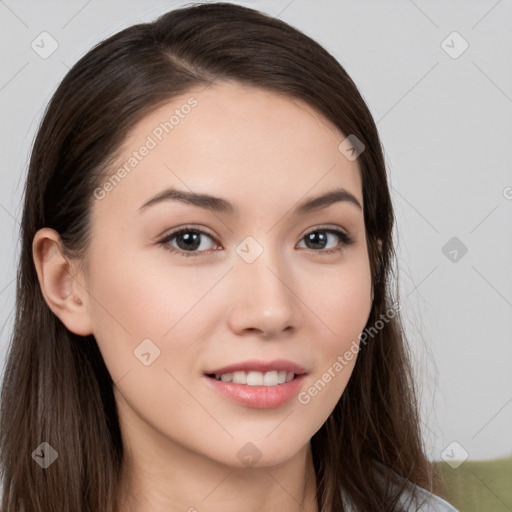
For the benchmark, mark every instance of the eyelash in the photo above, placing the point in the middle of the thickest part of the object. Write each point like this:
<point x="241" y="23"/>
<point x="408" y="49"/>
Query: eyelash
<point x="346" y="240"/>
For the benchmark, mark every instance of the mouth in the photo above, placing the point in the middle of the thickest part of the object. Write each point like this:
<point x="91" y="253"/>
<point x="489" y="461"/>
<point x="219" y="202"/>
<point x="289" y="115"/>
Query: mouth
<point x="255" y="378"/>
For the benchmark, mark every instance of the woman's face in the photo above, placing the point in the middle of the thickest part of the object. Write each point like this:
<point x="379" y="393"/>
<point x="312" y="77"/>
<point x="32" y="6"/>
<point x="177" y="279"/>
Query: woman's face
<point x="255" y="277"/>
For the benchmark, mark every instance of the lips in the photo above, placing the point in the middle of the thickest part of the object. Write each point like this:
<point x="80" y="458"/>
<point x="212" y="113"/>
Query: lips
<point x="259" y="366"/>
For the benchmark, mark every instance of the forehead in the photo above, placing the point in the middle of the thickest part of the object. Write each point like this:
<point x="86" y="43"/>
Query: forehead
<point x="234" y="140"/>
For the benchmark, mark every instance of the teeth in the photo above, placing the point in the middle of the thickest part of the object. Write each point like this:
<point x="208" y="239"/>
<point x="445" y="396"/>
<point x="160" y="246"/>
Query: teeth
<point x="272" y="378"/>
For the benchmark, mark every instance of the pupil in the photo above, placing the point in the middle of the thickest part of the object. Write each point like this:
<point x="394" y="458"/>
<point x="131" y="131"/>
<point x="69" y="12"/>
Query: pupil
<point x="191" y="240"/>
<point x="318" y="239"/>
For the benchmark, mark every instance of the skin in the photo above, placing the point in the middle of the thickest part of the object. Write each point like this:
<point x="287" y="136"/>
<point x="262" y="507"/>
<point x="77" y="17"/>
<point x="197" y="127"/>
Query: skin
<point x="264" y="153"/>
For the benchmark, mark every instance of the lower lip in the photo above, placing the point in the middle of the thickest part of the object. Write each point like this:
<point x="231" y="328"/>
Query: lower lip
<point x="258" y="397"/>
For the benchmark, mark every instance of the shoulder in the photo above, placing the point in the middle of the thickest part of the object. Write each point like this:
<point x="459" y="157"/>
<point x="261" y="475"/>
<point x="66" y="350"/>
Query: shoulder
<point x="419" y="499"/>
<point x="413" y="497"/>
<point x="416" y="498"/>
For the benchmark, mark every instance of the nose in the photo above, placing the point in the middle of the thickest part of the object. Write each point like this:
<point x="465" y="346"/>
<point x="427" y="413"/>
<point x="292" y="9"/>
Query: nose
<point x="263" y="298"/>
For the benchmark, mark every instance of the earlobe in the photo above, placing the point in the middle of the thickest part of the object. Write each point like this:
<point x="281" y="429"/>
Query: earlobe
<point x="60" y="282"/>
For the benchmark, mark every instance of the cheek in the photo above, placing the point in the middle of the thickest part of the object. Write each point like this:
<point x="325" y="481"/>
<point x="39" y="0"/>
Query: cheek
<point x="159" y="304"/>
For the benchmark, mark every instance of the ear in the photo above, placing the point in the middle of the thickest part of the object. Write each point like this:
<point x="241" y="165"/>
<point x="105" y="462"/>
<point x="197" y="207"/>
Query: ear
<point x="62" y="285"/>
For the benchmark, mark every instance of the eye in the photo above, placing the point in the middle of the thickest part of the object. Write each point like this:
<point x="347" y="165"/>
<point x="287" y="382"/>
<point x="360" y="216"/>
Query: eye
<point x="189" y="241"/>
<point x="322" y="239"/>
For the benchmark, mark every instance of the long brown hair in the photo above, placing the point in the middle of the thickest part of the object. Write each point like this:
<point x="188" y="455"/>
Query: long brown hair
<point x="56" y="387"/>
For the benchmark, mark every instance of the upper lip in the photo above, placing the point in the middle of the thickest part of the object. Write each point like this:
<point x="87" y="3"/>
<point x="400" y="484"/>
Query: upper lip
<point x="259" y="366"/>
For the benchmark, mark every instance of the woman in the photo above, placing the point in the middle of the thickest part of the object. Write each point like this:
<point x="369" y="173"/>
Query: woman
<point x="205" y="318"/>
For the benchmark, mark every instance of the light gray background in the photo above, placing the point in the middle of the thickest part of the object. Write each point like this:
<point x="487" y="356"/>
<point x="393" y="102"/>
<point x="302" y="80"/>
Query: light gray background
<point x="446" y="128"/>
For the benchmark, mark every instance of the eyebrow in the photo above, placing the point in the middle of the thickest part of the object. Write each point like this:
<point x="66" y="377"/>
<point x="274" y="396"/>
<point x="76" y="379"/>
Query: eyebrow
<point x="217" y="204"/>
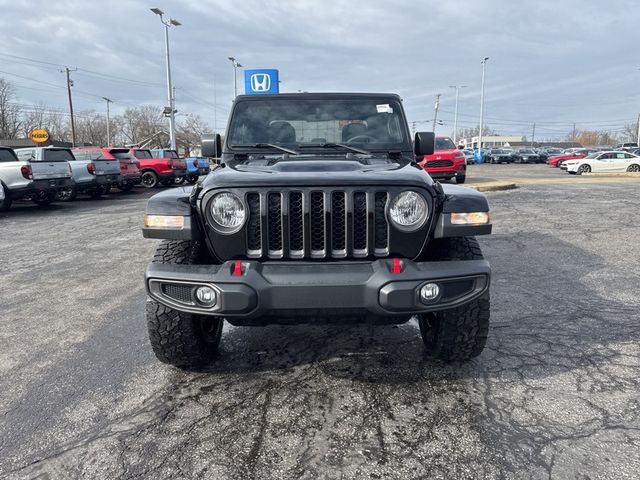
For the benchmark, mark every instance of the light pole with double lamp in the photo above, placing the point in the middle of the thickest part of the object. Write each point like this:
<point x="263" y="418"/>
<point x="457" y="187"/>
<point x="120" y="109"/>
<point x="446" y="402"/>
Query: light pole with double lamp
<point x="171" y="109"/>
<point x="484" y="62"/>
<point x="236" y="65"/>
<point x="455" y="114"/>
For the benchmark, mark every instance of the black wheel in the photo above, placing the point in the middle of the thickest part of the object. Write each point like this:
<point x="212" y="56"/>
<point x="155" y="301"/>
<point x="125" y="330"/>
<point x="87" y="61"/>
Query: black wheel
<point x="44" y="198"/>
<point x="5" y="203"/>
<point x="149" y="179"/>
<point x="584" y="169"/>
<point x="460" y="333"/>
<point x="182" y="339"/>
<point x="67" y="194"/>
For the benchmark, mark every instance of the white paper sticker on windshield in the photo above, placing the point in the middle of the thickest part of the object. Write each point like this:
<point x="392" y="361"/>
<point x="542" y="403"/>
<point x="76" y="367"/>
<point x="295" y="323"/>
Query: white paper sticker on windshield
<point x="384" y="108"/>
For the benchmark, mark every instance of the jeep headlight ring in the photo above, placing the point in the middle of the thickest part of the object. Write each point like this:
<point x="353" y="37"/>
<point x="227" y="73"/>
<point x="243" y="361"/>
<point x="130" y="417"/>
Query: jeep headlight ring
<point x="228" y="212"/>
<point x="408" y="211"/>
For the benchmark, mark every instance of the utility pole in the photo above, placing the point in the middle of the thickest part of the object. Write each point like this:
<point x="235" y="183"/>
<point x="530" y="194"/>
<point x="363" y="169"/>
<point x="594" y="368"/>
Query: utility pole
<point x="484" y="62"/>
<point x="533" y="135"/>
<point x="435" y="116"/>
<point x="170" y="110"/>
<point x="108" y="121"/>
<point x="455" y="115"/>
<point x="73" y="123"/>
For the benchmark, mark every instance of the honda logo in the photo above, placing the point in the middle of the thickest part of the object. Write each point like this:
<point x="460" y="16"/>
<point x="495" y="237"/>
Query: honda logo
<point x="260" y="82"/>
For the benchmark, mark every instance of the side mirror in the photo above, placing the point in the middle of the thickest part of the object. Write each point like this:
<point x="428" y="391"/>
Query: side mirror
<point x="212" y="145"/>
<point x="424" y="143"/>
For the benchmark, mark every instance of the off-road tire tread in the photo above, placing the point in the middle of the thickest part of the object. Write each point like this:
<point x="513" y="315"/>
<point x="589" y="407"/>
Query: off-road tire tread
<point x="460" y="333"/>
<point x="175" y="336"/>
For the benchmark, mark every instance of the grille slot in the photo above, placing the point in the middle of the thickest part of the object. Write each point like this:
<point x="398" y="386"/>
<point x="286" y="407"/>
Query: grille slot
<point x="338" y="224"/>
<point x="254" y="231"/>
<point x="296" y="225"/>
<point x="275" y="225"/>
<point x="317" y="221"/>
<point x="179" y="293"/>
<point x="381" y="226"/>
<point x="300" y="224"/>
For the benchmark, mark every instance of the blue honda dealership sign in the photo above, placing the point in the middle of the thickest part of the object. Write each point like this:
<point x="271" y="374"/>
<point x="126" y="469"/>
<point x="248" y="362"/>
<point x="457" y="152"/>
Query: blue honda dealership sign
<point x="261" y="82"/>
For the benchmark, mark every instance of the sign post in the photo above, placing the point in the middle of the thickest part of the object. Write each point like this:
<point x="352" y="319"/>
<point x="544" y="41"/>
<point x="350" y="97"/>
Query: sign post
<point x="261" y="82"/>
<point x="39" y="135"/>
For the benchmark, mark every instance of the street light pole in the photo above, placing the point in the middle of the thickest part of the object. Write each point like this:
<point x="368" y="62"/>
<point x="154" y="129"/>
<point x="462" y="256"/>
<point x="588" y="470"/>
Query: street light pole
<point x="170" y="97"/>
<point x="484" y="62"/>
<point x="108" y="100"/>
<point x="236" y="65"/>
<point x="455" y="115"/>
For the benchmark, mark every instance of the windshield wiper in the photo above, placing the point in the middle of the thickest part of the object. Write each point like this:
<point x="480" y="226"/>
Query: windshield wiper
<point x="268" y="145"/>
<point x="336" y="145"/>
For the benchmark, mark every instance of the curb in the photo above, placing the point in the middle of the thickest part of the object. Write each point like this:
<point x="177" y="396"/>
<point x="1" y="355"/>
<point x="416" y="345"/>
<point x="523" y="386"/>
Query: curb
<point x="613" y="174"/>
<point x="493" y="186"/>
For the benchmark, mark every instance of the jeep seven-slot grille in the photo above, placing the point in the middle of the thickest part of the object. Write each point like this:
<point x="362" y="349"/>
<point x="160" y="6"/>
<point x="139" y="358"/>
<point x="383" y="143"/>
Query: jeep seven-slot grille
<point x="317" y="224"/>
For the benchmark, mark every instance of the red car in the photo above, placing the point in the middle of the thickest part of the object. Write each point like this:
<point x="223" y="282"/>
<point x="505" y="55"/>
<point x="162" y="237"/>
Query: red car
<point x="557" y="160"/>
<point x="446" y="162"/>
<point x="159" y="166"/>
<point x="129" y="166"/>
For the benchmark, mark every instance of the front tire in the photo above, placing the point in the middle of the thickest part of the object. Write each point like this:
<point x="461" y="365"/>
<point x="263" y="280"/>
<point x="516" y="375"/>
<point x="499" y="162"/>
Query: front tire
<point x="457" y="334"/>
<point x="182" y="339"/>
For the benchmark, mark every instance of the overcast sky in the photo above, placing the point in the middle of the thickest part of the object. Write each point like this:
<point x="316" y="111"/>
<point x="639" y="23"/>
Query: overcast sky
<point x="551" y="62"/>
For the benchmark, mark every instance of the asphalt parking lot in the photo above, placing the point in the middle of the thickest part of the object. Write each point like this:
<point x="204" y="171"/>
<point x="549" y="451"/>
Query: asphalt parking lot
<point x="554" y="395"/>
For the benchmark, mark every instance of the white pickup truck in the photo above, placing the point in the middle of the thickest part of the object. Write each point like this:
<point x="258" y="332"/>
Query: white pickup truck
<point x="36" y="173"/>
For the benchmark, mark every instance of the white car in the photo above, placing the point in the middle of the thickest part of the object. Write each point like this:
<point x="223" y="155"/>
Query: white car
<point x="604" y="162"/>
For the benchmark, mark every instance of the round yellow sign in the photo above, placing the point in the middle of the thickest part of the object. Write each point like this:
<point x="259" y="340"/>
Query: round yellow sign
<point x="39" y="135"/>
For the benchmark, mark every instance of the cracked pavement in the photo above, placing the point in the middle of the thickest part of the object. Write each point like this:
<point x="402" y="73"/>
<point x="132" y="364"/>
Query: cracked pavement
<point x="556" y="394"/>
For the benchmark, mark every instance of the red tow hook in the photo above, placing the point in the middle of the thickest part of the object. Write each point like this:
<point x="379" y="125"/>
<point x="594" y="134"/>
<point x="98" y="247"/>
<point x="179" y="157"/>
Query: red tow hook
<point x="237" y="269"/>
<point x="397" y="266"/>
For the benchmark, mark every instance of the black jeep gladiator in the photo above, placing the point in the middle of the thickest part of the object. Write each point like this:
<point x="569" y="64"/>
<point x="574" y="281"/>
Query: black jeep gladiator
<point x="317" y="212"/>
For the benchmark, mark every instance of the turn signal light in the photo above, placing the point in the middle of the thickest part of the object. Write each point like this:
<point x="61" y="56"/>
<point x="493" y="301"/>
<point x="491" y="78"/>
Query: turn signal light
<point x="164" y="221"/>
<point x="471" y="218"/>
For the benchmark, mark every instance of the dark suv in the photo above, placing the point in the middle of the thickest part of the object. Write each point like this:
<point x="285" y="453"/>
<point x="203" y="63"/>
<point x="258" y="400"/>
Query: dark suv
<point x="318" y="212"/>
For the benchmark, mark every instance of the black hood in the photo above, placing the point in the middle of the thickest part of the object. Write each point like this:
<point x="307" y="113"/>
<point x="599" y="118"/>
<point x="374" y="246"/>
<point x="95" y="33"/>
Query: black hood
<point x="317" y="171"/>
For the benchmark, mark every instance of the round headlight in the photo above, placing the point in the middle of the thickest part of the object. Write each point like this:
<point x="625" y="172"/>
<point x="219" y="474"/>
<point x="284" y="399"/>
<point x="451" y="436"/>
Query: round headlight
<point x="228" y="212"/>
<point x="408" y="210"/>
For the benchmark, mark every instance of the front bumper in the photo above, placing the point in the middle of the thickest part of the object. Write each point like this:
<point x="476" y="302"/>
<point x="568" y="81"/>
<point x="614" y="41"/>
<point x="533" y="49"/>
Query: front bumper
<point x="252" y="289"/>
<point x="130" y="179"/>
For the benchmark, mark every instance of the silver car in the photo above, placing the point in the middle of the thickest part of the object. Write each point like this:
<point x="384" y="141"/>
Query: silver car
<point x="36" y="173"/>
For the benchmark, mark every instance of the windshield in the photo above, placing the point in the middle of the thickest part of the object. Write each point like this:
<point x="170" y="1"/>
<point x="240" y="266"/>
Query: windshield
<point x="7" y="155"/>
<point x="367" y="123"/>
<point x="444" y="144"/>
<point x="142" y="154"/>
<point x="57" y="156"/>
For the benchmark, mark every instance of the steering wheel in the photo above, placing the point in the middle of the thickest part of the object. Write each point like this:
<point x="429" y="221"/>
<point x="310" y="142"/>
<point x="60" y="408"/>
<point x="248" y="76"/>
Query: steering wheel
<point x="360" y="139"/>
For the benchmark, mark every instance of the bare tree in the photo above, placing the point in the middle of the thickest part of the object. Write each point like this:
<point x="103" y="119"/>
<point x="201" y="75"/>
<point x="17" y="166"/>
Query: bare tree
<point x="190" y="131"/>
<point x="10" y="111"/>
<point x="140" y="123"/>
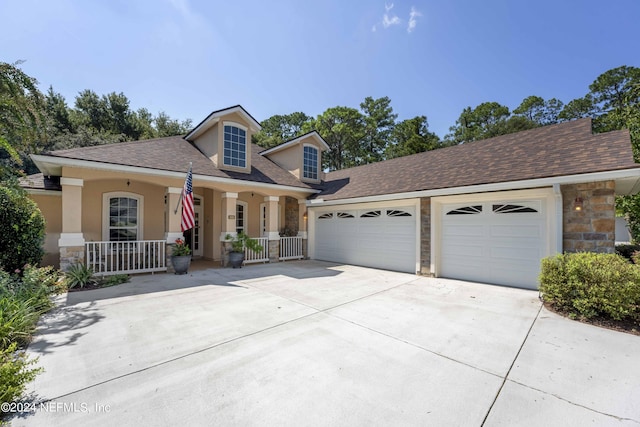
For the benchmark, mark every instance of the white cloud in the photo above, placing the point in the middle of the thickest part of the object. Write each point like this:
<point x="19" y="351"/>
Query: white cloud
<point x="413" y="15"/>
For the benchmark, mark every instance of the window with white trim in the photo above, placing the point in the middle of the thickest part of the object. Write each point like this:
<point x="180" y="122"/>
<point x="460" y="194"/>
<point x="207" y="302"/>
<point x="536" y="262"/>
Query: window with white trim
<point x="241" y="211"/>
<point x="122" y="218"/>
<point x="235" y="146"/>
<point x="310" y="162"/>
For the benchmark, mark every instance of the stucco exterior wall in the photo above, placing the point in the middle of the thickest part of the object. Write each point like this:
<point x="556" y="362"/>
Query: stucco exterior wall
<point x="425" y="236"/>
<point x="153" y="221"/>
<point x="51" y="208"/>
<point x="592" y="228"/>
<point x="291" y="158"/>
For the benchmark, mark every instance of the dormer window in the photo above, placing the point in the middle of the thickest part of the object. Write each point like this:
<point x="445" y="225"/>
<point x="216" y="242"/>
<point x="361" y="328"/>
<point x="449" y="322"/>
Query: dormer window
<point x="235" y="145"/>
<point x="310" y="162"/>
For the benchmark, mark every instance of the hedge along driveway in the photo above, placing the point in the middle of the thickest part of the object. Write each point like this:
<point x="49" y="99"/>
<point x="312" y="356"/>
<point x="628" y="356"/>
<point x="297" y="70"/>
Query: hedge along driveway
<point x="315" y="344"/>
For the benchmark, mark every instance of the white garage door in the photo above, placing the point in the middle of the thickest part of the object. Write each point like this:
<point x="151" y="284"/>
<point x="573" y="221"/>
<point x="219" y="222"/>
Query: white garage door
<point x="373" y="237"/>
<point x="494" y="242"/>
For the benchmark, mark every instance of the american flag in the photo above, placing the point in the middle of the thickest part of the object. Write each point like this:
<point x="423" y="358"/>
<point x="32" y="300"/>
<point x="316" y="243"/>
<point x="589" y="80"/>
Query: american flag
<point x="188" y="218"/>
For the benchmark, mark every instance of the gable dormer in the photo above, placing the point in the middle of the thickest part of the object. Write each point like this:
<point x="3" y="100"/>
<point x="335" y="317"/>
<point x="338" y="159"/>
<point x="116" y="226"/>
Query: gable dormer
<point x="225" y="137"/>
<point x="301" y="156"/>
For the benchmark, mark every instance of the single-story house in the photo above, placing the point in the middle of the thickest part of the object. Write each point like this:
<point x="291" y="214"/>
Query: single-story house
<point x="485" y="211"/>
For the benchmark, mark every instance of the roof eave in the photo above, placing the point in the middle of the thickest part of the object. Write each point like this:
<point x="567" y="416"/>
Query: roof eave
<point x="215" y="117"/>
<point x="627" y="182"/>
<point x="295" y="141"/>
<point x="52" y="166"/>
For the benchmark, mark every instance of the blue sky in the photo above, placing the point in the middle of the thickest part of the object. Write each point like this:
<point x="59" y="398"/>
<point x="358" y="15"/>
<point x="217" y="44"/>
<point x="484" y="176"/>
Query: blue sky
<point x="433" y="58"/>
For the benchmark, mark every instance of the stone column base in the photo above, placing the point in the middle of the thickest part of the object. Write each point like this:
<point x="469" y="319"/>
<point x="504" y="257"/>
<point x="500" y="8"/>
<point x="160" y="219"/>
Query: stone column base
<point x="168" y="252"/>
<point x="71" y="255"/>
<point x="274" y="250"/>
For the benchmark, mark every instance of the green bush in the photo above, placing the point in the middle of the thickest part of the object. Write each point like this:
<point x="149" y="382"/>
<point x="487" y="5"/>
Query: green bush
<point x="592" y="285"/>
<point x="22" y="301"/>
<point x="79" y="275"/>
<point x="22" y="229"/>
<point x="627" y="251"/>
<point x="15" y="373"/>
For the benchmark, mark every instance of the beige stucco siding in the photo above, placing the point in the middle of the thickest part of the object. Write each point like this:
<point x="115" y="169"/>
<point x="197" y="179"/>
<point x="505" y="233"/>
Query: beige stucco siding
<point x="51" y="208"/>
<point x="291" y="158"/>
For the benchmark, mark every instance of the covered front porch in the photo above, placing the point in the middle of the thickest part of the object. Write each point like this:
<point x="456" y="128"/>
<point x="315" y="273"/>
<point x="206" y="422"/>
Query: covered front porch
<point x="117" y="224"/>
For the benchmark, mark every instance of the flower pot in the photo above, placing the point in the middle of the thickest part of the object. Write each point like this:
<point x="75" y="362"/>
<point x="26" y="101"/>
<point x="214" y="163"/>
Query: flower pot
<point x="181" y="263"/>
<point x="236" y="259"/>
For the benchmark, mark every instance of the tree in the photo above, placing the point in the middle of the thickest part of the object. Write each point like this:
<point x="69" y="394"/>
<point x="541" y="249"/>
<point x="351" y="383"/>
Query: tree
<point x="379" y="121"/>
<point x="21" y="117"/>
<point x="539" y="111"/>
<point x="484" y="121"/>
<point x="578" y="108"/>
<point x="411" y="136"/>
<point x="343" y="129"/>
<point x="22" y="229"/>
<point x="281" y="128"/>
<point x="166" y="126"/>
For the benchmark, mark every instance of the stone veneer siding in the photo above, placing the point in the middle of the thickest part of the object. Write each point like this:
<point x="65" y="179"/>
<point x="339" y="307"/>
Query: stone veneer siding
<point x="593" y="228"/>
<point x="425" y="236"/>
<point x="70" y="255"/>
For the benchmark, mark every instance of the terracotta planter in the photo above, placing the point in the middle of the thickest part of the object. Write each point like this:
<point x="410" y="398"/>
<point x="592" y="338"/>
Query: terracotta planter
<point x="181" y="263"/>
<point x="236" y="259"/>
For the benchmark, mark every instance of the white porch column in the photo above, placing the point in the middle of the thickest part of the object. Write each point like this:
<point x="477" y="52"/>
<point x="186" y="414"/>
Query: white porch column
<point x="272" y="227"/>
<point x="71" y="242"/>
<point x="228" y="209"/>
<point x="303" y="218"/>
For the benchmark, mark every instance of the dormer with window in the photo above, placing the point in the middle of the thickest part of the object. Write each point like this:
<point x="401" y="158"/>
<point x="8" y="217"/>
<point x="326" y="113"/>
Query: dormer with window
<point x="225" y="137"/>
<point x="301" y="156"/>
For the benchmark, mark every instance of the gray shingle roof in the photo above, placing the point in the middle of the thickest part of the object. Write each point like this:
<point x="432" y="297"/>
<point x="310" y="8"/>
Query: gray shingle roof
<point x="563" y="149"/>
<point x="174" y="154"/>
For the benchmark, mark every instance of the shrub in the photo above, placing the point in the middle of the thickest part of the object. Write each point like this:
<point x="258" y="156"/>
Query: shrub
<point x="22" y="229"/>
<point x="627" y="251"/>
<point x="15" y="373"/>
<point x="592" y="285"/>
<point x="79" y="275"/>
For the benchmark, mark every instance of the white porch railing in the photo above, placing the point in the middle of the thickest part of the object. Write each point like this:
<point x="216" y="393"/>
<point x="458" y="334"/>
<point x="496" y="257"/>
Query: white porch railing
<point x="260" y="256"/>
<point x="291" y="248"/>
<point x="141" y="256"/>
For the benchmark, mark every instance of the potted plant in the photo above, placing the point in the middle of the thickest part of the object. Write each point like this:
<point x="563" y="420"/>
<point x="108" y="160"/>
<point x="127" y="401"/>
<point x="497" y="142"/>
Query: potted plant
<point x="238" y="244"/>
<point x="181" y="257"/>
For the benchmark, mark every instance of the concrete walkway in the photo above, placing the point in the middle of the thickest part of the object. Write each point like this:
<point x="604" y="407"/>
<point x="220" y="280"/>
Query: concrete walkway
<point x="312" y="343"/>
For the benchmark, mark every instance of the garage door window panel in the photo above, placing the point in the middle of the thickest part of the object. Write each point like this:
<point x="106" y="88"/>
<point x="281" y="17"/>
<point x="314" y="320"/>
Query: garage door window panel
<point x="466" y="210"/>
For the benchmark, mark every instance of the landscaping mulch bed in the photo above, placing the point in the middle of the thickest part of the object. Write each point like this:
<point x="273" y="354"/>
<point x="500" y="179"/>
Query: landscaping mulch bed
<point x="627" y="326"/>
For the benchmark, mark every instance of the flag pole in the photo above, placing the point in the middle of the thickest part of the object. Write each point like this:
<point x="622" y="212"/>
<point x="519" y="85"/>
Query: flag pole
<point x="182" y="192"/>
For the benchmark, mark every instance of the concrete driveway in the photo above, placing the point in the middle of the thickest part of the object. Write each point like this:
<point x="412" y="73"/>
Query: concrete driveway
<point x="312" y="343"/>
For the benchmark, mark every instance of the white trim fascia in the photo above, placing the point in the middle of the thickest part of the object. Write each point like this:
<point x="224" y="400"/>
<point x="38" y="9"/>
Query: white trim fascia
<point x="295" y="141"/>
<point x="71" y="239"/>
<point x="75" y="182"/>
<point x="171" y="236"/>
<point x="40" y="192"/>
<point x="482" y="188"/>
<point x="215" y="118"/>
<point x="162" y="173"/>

━━━━

Write out exactly the lines of the entries above that run from the line containing "For the benchmark, mark every instance of the concrete walkway" through the last line, including both.

**Task output**.
For the benchmark, mark every instance of the concrete walkway in the photo above, placing the point in the middle of the thickest part of the object. Write each point like this:
<point x="604" y="407"/>
<point x="220" y="280"/>
Query: concrete walkway
<point x="312" y="343"/>
For the benchmark, mark every instance of the garage door window panel in the photo above, placing the point in the middle of the thickest part of the object. Write each point like this:
<point x="106" y="88"/>
<point x="281" y="17"/>
<point x="314" y="320"/>
Query: garage door window panel
<point x="466" y="210"/>
For the benchmark, mark every instance of the landscaping mulch bed in the photo above, placing the point in the middle of the thickest part of the object. Write each point like this:
<point x="273" y="354"/>
<point x="500" y="179"/>
Query: landscaping mulch bed
<point x="627" y="326"/>
For the benchmark, mark every instance of the flag pole in the photo above, placing the point in the middle of the thickest part of the object. Write each point like this:
<point x="622" y="212"/>
<point x="519" y="85"/>
Query: flag pole
<point x="182" y="192"/>
For the benchmark, mark every instance of the concrete driveway in the photo above, placing the point in the middle of the thickest part of the object. Write each point like this:
<point x="412" y="73"/>
Query: concrete driveway
<point x="312" y="343"/>
For the benchmark, mark every instance of the white trim fascia in the photo above, placing the point in the middle of the thickest part of the object. Write each point like this:
<point x="224" y="400"/>
<point x="38" y="9"/>
Query: white trim fascia
<point x="295" y="141"/>
<point x="71" y="239"/>
<point x="75" y="182"/>
<point x="171" y="236"/>
<point x="40" y="192"/>
<point x="482" y="188"/>
<point x="215" y="118"/>
<point x="162" y="173"/>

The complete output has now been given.